本文分析和研究的出发点是针对课题组提出的新型光栅光调制器,设计用LED作为其光源的光学投影系统,通过仿真设计和实验来分析研究这一投影显示系统。本文作者在课题组前期工作的基础上进一步详细分析了用LED作为光栅光调制器照明光源的可行性;设计了在LED照明下的光栅光调制器的照明聚光系统和投影成像系统,并对设计作出评价;利用设计结果搭建了实验平台,验证了理论和设计的正确性。具体研究内容包括:
1)在光栅光调制器调制原理的基础上进一步分析了器件的表面弯曲度和周期性结构对器件调制特性的影响,优化了光栅光调制器的理论光学模型,为光栅光调制器的设计及加工工艺提出了改进方案。
2)利用部分相干光理论分析了将LED作为光栅光调制器照明光源用于投影显示的可行性。讨论了光源的尺寸、光谱带宽、表面结构对器件调制特性的影响,分别从频谱面的衍射光强分布,像面的光场分布和调制对比度等角度进行说明,分析了LED光源照明下的两种光学信息处理系统,从理论上证明了LED用于光栅光调制器照明光源进行投影显示的可行性,并以此指导光学投影系统的设计。
3)利用色度学原理分析了LED光源的色度学特性,分析了RGB三基色LED光源的数目之比、光源带宽变化对显示质量的影响,得到了在三基色LED光源照明下光源的最佳配比方案,并进一步通过显色指数说明LED用于投影显示的性能优异性。
4)利用Tracepro、Codev等光学软件,设计了一种自由曲面TIR透镜实现LED光能量的收集;通过直形光棒和梯形光棒两种方案实现了光场的均匀化,并对两种光棒在实现光场均匀化和改善出射光出射角方面进行比较;利用一套结构紧凑的聚光透镜组实现光能量的高效会聚,实现了大发散角的LED光能量的有效收集,并达到了器件的均匀照明。
5)依据光栅光调制器的光学调制原理和光学成像原理,确定了投影物镜的类型,利用Zemax、Codev软件设计了两种不同结构的投影物镜组,实现了光栅光调制器的信息处理和投影成像,并通过像差评价对两种结构的投影成像系统进行比较。利用X棱镜实现了三基色LED的彩色合成,最终实现了结构小巧的基于LED光源的光栅光调制器的光学投影系统的计算机仿真设计、建模和评价,掌握了光学投影系统设计的理论基础及关键技术问题的解决方法。
6)利用基于MEMS技术加工得到的光栅光调制器,从实验上验证了器件的弯曲度和周期性结构对调制特性的影响,说明理论分析的正确性;根据光学投影系统设计思想搭建实验平台,得到了LED照明下器件的衍射图样分布,并利用一个静态的MEMS光栅光调制器成像,在屏幕上得到该器件的投影图像,用三基色LED搭建了光栅光调制器的彩色投影系统,实现了LED光源照明下的彩色投影显示,说明了理论分析的正确性及仿真设计的合理性。从而率先在国内根据自主研制的基于MEMS技术的光栅光调制器结合LED光源的优势设计了一套全新的光学投影成像系统。
With the development of digital technique, it has become a research focus in the area of projected display, which combines MEMS-technique with spatial light modulator to develop light modulators based on MEMS-technique; on the other hand, high-power LED has developed rapidly because of its notable virtue, and using high power LED as new light source for micro-projection display system is being researched actively. Nowadays, the major core technology of micro-projection display system in market is restricted by international patents, so it is quite necessary to develop a novel MEMS-based light modulator with independent intellectual property rights, taking advantages of LED to design corresponding light system for projection display, breaking up the monopoly of techniques of abroad products, and advancing the level and core-competitiveness in the area of display technique of our country.

▶ 书面题目 1
请原样引用LED光栅光调制器投影系统节选原文中从“2)利用部分相干光理论分析了”到“集,并达到了器件的均匀照明。”之间的文字，首尾两处均包括在内。
▶ 书面题目 2
请紧接LED光栅光调制器投影系统节选原文的最后一句，往下续写这篇文字。
下列条目与上文的LED光栅光调制器投影系统节选原文毫无关联。

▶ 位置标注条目

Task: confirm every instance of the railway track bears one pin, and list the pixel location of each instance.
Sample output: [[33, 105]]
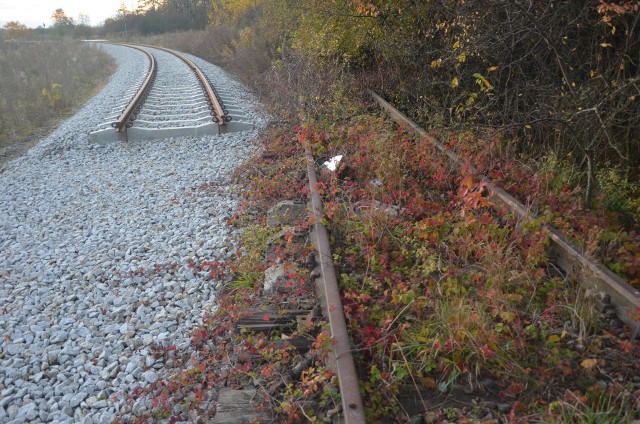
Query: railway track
[[616, 294], [173, 98]]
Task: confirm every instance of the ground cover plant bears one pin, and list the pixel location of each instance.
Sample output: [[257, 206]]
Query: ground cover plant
[[41, 82], [553, 189], [443, 292], [441, 288]]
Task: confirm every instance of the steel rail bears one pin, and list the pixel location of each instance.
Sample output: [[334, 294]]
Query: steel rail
[[124, 120], [220, 114], [352, 407], [569, 257]]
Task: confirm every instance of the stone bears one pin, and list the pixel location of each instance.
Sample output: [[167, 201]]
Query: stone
[[27, 413], [285, 213]]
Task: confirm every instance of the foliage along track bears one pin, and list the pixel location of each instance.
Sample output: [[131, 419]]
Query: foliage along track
[[452, 308], [569, 257]]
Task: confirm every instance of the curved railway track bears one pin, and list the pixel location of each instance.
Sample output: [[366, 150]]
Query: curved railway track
[[174, 98]]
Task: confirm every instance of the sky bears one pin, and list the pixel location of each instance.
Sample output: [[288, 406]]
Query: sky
[[34, 13]]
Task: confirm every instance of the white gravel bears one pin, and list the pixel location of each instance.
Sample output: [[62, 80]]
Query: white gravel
[[95, 245]]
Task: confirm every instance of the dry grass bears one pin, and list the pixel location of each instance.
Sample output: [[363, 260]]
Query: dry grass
[[41, 82]]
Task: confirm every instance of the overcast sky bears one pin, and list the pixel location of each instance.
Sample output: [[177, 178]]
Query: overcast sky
[[34, 13]]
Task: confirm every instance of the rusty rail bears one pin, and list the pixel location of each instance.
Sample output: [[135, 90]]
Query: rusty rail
[[329, 292], [569, 257], [220, 115], [124, 121]]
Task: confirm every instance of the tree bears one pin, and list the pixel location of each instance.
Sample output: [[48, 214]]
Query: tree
[[62, 23], [16, 29], [60, 19], [150, 4]]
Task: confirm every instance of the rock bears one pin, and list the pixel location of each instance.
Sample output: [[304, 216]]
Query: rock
[[285, 213], [150, 377], [27, 413], [77, 399]]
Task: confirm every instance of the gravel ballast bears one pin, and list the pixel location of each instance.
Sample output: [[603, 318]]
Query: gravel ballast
[[95, 247]]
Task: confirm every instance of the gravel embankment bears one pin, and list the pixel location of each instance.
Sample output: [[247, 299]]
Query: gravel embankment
[[95, 245]]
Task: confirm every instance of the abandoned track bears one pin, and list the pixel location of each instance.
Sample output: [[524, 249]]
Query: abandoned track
[[174, 98], [615, 292]]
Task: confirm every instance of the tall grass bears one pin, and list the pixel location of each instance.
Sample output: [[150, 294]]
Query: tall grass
[[43, 81]]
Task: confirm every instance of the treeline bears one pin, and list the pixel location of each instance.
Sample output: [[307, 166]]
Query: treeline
[[41, 82], [158, 16], [548, 76]]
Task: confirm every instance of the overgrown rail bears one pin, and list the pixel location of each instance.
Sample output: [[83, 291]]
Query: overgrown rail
[[569, 257], [329, 293]]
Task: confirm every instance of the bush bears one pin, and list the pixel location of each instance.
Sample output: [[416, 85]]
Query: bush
[[42, 81]]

▶ 书面回答 1
2)利用部分相干光理论分析了将LED作为光栅光调制器照明光源用于投影显示的可行性。讨论了光源的尺寸、光谱带宽、表面结构对器件调制特性的影响,分别从频谱面的衍射光强分布,像面的光场分布和调制对比度等角度进行说明,分析了LED光源照明下的两种光学信息处理系统,从理论上证明了LED用于光栅光调制器照明光源进行投影显示的可行性,并以此指导光学投影系统的设计。
3)利用色度学原理分析了LED光源的色度学特性,分析了RGB三基色LED光源的数目之比、光源带宽变化对显示质量的影响,得到了在三基色LED光源照明下光源的最佳配比方案,并进一步通过显色指数说明LED用于投影显示的性能优异性。
4)利用Tracepro、Codev等光学软件,设计了一种自由曲面TIR透镜实现LED光能量的收集;通过直形光棒和梯形光棒两种方案实现了光场的均匀化,并对两种光棒在实现光场均匀化和改善出射光出射角方面进行比较;利用一套结构紧凑的聚光透镜组实现光能量的高效会聚,实现了大发散角的LED光能量的有效收集,并达到了器件的均匀照明。

▶ 书面回答 2
Based on a novel grating light modulator put forward by project’s team, in this paper, an optical projection system is designed when LED is used as its light source, the system is analyzed and researched by simulations and experiments. On the basis of previous foundation of project’s team, author analyzed the feasibility in detail when LED is used as the light source of grating light modulator, designed and evaluated the light condenser system and projection system with LED light source, built the experimental platform utilizing the result of design and proved the validity of theory and design. The main works of this paper are follows:
①Based on the principle of grating light modulator, the optical model is optimized after the effects of the surface bending and the periodic structure of grating light modulator on the performance are analyzed, and an optimized precept for design and processing technique is brought forward.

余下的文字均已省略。